=== WHAT IS REQUIRED ===
Rewrite all of the lines below with "dark tiled roof" substituted for "dark shingled roof" wherever it occurs, leaving everything else unchanged and leaving out the pictures.
-- SUPPLIED RECORDS start --
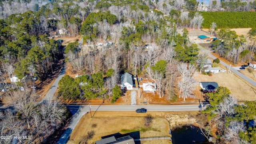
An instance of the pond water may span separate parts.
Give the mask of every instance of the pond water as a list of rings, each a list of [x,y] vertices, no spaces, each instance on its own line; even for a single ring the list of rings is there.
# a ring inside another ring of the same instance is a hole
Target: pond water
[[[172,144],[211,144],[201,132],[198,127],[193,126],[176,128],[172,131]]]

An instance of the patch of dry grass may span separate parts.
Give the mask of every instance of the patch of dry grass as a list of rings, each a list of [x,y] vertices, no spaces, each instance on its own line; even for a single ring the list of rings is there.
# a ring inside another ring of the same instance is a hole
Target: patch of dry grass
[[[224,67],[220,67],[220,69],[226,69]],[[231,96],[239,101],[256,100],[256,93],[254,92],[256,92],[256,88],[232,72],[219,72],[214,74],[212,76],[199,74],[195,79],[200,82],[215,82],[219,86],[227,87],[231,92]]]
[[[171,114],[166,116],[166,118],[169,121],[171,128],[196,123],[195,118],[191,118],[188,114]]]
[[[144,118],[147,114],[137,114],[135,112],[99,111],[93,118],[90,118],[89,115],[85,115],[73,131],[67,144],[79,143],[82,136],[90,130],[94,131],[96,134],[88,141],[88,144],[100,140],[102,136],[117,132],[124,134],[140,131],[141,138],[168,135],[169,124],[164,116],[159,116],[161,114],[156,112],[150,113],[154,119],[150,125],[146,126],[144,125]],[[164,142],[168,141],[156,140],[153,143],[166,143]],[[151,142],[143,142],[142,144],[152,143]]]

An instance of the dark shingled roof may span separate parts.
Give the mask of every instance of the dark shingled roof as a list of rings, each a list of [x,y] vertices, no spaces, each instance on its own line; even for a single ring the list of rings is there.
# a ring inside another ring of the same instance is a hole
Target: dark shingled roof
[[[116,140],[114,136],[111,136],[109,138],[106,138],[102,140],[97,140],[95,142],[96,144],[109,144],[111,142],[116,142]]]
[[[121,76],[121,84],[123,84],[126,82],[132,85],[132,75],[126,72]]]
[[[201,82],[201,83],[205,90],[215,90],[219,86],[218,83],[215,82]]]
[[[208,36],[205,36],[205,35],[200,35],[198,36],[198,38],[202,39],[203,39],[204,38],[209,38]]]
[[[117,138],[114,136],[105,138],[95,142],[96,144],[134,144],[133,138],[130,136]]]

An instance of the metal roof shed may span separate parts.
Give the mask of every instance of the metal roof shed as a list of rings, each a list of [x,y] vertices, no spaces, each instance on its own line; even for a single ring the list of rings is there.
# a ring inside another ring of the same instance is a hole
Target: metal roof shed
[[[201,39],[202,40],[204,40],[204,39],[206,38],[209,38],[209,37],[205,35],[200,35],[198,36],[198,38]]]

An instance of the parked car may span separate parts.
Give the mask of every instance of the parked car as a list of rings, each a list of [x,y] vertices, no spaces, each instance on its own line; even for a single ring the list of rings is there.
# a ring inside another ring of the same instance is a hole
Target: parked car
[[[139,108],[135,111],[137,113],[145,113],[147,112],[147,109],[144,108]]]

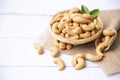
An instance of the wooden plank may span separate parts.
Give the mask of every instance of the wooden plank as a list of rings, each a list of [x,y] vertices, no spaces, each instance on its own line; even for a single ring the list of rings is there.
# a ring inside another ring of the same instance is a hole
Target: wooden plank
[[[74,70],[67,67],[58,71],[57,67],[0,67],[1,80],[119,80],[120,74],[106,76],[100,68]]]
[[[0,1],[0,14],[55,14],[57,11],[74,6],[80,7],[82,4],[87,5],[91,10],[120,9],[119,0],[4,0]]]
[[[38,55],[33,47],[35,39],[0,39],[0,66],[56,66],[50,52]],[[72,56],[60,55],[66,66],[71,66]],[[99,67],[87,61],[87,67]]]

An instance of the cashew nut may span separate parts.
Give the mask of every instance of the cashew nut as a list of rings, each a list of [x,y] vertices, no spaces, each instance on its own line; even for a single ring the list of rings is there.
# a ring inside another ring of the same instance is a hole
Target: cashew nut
-- SUPPLIED RECORDS end --
=== COMPLETE ANSWER ===
An instance of the pond water may span separate parts.
Give the mask of every instance of the pond water as a list of rings, each a list of [x,y] vertices, no spaces, each instance on its own line; even for a single ring the list of rings is there.
# a ring inside another ring of the same instance is a hole
Target: pond water
[[[172,144],[211,144],[201,132],[198,127],[193,126],[176,128],[172,131]]]

An instance of the patch of dry grass may span separate parts.
Give the mask of every instance of the patch of dry grass as a list of rings, each a list of [x,y] vertices, no spaces, each instance on its own line; even for a single ring the list of rings is there.
# a ring inside another ring of the same instance is a hole
Target: patch of dry grass
[[[224,67],[220,67],[220,69],[226,69]],[[231,96],[239,101],[256,100],[256,93],[254,92],[256,92],[256,88],[232,72],[219,72],[214,74],[212,76],[199,74],[195,79],[200,82],[215,82],[219,86],[227,87],[231,92]]]
[[[171,114],[166,116],[166,118],[169,121],[171,128],[196,123],[195,118],[191,118],[188,114]]]
[[[144,118],[147,114],[137,114],[135,112],[99,111],[93,118],[90,118],[89,115],[85,115],[73,131],[67,144],[79,143],[82,136],[90,130],[94,131],[96,134],[88,141],[88,144],[100,140],[102,136],[117,132],[124,134],[140,131],[141,138],[168,135],[169,124],[164,116],[159,116],[161,114],[156,112],[150,113],[154,119],[150,125],[146,126],[144,125]],[[164,142],[168,141],[156,140],[153,143],[166,143]],[[151,142],[143,142],[142,144],[152,143]]]

An instance of the dark tiled roof may span separate parts.
Give the mask of every instance of the dark tiled roof as a list of rings, each a list of [x,y] vertices, no spaces, each instance on its own line; even for a single ring the list of rings is there.
# a ring inside another ring of the same instance is a hole
Target: dark tiled roof
[[[116,140],[114,136],[111,136],[109,138],[106,138],[102,140],[97,140],[95,142],[96,144],[109,144],[111,142],[116,142]]]
[[[121,76],[121,84],[123,84],[126,82],[132,85],[132,75],[126,72]]]
[[[201,82],[201,83],[205,90],[215,90],[219,86],[218,83],[215,82]]]
[[[208,36],[205,36],[205,35],[200,35],[198,36],[198,38],[202,39],[203,39],[204,38],[209,38]]]
[[[117,138],[114,136],[105,138],[95,142],[96,144],[134,144],[133,138],[130,136]]]

An instance of the metal roof shed may span separate parts.
Give the mask of every instance of the metal roof shed as a list of rings, each a list of [x,y] vertices, no spaces, each instance on its own line; even for a single ring the list of rings is there.
# a ring inside another ring of the same instance is a hole
Target: metal roof shed
[[[201,39],[202,40],[204,40],[204,39],[206,38],[209,38],[209,37],[205,35],[200,35],[198,36],[198,38]]]

An instance of the parked car may span separate parts.
Give the mask of every instance of the parked car as a list of rings, each a list of [x,y] vertices, no spaces, each instance on its own line; even for a single ring the list of rings is there.
# a ring inside another ring of the same instance is a hole
Target: parked car
[[[139,108],[135,111],[137,113],[145,113],[147,112],[147,109],[144,108]]]

An instance of the wooden plank may span separate parts.
Give the mask of every instance of the wooden plank as a list of rings, each a list of [x,y] vertices, no spaces, each instance on its own line; even for a single ring the list of rings is there.
# a ring inside another ring of the same instance is a hole
Target: wooden plank
[[[74,70],[67,67],[58,71],[57,67],[0,67],[1,80],[119,80],[120,74],[106,76],[100,68]]]
[[[0,1],[0,14],[55,14],[57,11],[74,6],[80,7],[82,4],[87,5],[91,10],[120,9],[119,0],[4,0]]]
[[[38,55],[33,47],[35,39],[0,39],[0,66],[56,66],[50,52]],[[72,56],[60,55],[66,66],[71,66]],[[99,67],[87,61],[87,67]]]

An instance of the cashew nut may span separate parts.
Give the mask of every instance of the cashew nut as a list of rings, each a list of [x,y] vertices, no spaces, each instance on its own line; even for a single ring the list of rings is there.
# a ring inside another ring of the same instance is a hole
Target: cashew nut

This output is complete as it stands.